*** Material to process ***
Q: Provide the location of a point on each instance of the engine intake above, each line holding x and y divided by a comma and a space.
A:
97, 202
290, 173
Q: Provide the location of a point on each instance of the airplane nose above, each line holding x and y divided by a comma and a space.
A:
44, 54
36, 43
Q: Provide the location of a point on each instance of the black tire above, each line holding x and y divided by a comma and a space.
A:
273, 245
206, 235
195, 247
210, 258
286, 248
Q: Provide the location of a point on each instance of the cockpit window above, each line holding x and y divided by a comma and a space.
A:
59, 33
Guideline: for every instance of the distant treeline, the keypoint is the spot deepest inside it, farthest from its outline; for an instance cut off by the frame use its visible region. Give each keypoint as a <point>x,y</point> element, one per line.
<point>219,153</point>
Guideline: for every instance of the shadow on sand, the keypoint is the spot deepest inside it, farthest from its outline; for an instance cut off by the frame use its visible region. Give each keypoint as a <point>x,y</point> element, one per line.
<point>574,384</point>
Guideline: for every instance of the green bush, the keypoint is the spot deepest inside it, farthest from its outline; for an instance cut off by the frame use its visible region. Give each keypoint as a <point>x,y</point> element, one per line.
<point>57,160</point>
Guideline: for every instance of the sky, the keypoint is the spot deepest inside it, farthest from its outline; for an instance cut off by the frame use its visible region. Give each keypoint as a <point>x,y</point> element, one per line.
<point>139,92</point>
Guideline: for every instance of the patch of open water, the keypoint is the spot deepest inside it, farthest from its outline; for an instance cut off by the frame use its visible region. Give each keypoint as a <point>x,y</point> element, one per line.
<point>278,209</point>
*** End of Material to process ***
## Task to complete
Among the lines of the data, which ones contain the word "holding"? Show them.

## Solution to the exercise
Q: Provide the location of a point on each instance of the engine intake above, each line holding x and y divided by a comma and a space.
Q: Provide the location of a point on each instance of the airplane nose above, each line holding x and y divided by a comma and a space.
Q: Provide the location of a point on each instance of the black tire above, each line holding x and y divided by a comma and a space.
Q: Provide the location of a point on each instance of the cockpit window above, each line holding x and y divided by a comma and a space.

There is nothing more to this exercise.